## [Directive]
How many lines in the records below contain the string "striation"? Reply with the number alone.

## [Dataset content]

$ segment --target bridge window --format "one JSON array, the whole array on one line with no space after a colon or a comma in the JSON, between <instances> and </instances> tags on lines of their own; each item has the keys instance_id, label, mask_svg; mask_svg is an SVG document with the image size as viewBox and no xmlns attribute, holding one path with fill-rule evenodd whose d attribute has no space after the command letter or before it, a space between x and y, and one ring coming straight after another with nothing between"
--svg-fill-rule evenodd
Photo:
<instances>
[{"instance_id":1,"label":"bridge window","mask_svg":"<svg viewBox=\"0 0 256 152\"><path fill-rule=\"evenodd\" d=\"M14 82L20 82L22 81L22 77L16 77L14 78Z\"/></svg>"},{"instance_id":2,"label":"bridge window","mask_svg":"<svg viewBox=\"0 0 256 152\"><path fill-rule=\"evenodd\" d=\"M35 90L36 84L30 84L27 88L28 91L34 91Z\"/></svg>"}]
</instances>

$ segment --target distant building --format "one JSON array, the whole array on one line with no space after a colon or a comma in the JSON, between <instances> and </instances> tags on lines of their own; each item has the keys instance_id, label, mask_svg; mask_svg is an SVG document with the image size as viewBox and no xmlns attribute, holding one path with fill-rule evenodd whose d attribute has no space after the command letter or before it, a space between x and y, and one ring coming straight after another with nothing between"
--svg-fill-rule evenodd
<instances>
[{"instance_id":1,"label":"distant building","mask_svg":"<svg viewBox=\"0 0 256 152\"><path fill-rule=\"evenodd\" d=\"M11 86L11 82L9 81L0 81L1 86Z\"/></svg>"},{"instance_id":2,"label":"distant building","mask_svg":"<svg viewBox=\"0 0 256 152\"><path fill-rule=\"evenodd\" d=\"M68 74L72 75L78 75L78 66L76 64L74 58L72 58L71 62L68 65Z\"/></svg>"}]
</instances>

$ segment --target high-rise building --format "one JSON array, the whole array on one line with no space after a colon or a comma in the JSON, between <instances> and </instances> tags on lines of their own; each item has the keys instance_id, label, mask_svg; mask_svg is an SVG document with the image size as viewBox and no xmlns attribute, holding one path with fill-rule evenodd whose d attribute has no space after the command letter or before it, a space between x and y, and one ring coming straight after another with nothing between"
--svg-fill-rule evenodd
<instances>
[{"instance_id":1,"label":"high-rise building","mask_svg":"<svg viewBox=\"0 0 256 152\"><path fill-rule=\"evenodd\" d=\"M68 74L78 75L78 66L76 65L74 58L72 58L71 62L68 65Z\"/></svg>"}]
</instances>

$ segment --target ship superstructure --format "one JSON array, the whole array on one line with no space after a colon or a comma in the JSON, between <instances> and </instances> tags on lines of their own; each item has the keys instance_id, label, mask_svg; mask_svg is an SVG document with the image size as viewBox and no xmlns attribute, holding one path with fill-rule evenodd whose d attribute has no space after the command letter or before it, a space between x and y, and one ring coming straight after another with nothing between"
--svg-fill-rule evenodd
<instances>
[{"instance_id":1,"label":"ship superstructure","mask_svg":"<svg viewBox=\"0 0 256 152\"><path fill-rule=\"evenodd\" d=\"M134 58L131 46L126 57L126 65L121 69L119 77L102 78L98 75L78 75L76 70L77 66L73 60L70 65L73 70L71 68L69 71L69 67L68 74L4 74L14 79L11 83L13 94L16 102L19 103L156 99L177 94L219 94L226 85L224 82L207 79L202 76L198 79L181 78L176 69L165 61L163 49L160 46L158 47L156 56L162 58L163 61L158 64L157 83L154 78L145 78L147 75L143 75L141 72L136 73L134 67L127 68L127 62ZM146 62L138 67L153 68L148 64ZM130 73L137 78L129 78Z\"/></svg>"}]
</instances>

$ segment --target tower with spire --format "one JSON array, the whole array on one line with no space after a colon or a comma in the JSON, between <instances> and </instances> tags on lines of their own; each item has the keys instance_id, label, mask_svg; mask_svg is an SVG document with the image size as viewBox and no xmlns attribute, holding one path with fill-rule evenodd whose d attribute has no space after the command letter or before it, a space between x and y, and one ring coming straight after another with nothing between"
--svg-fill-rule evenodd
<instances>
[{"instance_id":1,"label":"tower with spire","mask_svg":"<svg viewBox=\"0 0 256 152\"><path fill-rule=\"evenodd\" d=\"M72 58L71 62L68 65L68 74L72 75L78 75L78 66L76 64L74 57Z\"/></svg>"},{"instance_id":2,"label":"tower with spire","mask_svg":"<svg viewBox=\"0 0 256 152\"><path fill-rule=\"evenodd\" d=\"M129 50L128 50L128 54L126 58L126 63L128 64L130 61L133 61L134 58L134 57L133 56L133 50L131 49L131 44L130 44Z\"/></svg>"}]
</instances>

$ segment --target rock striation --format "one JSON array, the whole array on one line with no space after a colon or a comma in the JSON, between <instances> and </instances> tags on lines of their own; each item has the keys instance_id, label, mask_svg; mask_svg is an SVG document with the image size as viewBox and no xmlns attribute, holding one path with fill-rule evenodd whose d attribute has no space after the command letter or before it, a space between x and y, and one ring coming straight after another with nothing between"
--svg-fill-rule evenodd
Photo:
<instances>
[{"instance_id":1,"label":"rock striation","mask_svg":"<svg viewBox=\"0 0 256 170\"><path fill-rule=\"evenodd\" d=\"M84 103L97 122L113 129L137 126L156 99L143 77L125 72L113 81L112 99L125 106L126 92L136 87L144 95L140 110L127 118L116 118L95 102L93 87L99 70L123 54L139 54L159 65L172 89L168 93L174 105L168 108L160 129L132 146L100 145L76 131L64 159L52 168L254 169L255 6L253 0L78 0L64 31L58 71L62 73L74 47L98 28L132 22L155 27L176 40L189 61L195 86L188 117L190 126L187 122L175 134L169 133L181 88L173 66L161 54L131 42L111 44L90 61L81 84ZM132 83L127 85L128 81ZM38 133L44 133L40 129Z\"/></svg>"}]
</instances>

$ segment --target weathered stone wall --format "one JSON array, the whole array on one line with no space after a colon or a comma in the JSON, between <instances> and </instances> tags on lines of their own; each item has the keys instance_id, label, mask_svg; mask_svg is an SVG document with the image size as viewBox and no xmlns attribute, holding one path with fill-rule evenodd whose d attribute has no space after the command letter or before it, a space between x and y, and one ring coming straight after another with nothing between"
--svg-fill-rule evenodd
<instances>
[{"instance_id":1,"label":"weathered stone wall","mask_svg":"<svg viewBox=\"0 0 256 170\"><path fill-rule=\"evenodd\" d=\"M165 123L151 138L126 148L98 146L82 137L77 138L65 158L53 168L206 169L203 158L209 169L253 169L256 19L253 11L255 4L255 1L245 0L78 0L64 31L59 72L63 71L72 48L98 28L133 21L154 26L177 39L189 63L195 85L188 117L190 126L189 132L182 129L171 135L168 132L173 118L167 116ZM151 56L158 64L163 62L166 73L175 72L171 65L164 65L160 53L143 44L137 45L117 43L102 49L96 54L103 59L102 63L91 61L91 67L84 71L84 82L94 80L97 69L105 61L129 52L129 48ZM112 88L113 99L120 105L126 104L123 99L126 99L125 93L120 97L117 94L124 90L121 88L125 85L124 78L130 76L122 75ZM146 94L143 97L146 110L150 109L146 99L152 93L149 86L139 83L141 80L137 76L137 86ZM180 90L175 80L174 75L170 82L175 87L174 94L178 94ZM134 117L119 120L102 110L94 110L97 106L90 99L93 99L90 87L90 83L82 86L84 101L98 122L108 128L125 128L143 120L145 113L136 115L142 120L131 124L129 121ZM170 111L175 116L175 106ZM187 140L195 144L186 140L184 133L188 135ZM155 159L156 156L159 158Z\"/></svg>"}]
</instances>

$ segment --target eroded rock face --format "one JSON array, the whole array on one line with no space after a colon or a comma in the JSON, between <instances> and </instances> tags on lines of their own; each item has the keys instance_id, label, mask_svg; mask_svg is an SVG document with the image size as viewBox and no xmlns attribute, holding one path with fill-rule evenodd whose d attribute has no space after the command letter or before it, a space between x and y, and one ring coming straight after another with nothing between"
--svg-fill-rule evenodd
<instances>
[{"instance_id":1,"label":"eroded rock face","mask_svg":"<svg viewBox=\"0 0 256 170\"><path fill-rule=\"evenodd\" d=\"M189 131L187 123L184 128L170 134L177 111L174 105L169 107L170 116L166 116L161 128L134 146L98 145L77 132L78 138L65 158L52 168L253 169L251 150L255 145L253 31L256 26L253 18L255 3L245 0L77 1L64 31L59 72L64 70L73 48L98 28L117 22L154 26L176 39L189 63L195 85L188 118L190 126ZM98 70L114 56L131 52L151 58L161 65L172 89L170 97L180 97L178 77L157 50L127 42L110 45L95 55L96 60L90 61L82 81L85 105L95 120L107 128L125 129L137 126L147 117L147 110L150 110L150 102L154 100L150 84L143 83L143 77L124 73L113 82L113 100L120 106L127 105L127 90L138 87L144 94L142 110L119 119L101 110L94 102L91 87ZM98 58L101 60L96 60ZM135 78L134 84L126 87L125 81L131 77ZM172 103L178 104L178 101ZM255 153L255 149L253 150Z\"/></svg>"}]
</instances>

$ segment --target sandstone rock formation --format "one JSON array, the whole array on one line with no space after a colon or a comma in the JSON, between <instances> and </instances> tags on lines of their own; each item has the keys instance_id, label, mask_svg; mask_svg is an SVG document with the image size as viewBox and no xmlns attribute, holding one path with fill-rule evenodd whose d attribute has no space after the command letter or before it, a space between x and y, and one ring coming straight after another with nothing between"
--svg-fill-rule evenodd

## [Exercise solution]
2